* start *
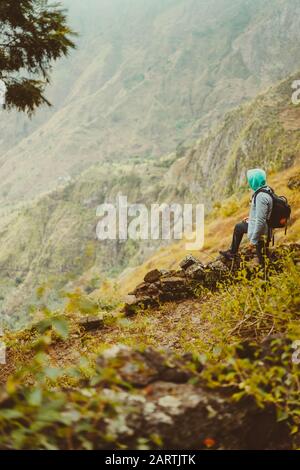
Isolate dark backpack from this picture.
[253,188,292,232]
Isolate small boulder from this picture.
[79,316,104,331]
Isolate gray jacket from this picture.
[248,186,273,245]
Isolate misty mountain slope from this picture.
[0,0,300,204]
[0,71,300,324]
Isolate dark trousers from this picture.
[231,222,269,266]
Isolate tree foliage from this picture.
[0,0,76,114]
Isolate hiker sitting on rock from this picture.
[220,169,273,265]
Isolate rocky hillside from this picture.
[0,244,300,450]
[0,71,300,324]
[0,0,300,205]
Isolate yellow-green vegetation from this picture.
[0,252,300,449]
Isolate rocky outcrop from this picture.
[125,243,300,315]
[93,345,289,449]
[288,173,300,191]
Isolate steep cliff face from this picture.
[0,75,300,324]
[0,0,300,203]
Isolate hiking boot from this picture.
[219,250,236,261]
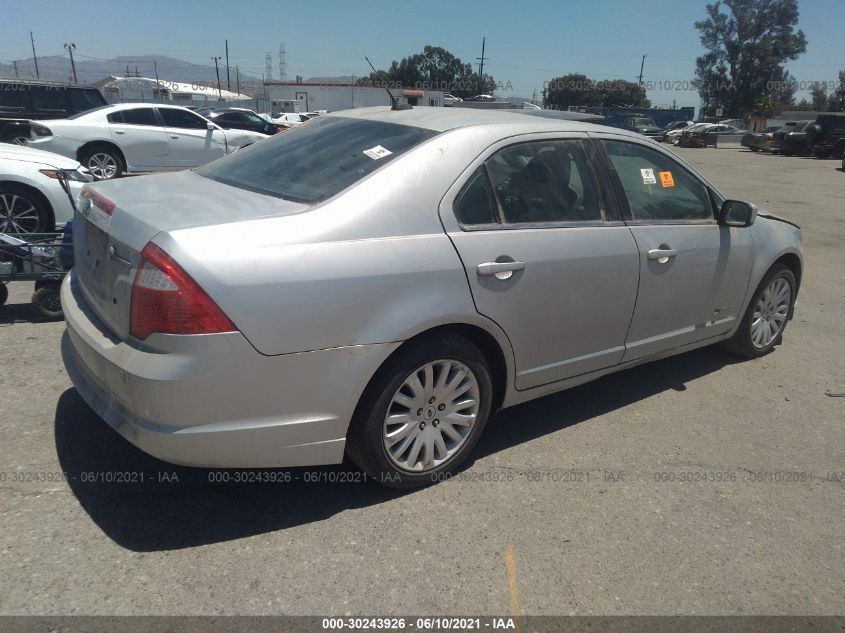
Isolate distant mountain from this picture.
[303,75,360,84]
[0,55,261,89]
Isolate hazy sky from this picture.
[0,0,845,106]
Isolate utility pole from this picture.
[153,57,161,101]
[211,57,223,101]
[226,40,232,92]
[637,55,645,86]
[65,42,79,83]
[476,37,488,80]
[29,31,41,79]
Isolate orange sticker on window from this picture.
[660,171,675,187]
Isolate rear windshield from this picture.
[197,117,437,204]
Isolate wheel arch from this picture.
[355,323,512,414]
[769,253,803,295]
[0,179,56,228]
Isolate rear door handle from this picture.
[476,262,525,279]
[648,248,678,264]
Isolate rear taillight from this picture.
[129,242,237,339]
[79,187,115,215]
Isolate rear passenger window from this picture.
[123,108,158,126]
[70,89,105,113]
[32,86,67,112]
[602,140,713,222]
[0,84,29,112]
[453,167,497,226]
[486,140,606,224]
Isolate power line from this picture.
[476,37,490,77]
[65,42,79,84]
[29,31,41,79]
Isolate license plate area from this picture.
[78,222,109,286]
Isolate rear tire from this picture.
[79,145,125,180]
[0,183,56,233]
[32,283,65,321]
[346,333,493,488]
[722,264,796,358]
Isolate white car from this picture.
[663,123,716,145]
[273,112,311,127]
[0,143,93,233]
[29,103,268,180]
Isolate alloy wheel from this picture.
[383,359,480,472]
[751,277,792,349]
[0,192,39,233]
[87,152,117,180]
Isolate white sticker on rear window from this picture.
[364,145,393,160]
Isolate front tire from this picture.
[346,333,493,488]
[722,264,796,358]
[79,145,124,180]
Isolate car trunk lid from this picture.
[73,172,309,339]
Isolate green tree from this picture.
* end *
### Exercise
Give the lines above as a Markdown table with two columns, Row for the row number and Line for the line itself, skipping any blank lines. Leave the pictures out of the answer.

### The result
| Row | Line |
|---|---|
| 1 | Isolate dark backpack from this picture. |
| 2 | [253,188,292,232] |
| 3 | Isolate small boulder from this picture. |
| 4 | [79,316,104,331] |
| 5 | Isolate gray jacket from this picture. |
| 6 | [248,186,273,245] |
| 7 | Isolate misty mountain slope from this picture. |
| 8 | [0,0,300,204] |
| 9 | [0,71,300,324] |
| 10 | Isolate dark trousers from this picture. |
| 11 | [231,222,269,266] |
| 12 | Isolate tree foliage from this picture. |
| 13 | [0,0,76,114] |
| 14 | Isolate hiker sitting on rock from this picture. |
| 15 | [220,169,273,265] |
| 16 | Isolate rocky hillside from this picture. |
| 17 | [0,244,300,450] |
| 18 | [0,71,300,324] |
| 19 | [0,0,300,205] |
| 20 | Isolate yellow-green vegetation from this picture. |
| 21 | [0,252,300,449] |
| 22 | Isolate rocky outcrop from this picture. |
| 23 | [125,243,300,315] |
| 24 | [93,345,289,449] |
| 25 | [288,173,300,191] |
| 26 | Isolate steep cliff face from this picture. |
| 27 | [0,75,300,324] |
| 28 | [0,0,300,203] |
| 29 | Isolate hiking boot from this picture. |
| 30 | [219,250,236,261] |
| 31 | Isolate distant mountain from this picture. |
| 32 | [303,75,360,84] |
| 33 | [0,55,261,89] |
| 34 | Isolate hazy sky from this picture. |
| 35 | [0,0,845,106] |
| 36 | Isolate utility pole from this picture. |
| 37 | [153,57,161,101] |
| 38 | [211,57,223,101] |
| 39 | [226,40,232,92] |
| 40 | [637,55,645,86] |
| 41 | [65,42,79,83] |
| 42 | [476,37,488,80] |
| 43 | [29,31,41,79] |
| 44 | Isolate orange sticker on window from this picture. |
| 45 | [660,171,675,187] |
| 46 | Isolate rear windshield from this picture. |
| 47 | [197,117,437,204] |
| 48 | Isolate wheel arch from this picture. |
| 49 | [355,323,512,414] |
| 50 | [769,253,803,295] |
| 51 | [0,179,56,228] |
| 52 | Isolate rear door handle from this picture. |
| 53 | [476,262,525,279] |
| 54 | [648,248,678,264] |
| 55 | Isolate rear taillight from this picture. |
| 56 | [129,242,237,339] |
| 57 | [79,187,115,215] |
| 58 | Isolate rear passenger window from this picture. |
| 59 | [123,108,158,126] |
| 60 | [70,89,105,113] |
| 61 | [32,86,67,112] |
| 62 | [602,140,713,222] |
| 63 | [0,84,29,112] |
| 64 | [453,167,497,226] |
| 65 | [486,140,606,224] |
| 66 | Isolate power line from this picture. |
| 67 | [476,37,490,77] |
| 68 | [65,42,79,84] |
| 69 | [29,31,41,79] |
| 70 | Isolate license plate area from this picture. |
| 71 | [78,222,109,286] |
| 72 | Isolate rear tire from this picture. |
| 73 | [79,145,125,180] |
| 74 | [0,183,56,233] |
| 75 | [32,283,65,321] |
| 76 | [346,333,493,488] |
| 77 | [722,264,796,358] |
| 78 | Isolate white car from this picture. |
| 79 | [663,123,716,145] |
| 80 | [273,112,311,127] |
| 81 | [0,143,93,233] |
| 82 | [29,103,268,180] |
| 83 | Isolate alloy wheel from this picture. |
| 84 | [383,359,480,472] |
| 85 | [751,277,792,349] |
| 86 | [0,192,39,233] |
| 87 | [87,152,117,180] |
| 88 | Isolate white sticker on rear window from this picture. |
| 89 | [364,145,393,160] |
| 90 | Isolate front tire from this picture. |
| 91 | [346,333,493,488] |
| 92 | [722,264,796,358] |
| 93 | [79,145,124,180] |
| 94 | Isolate car trunk lid from this picture. |
| 95 | [73,172,309,339] |
| 96 | Isolate green tree from this picture. |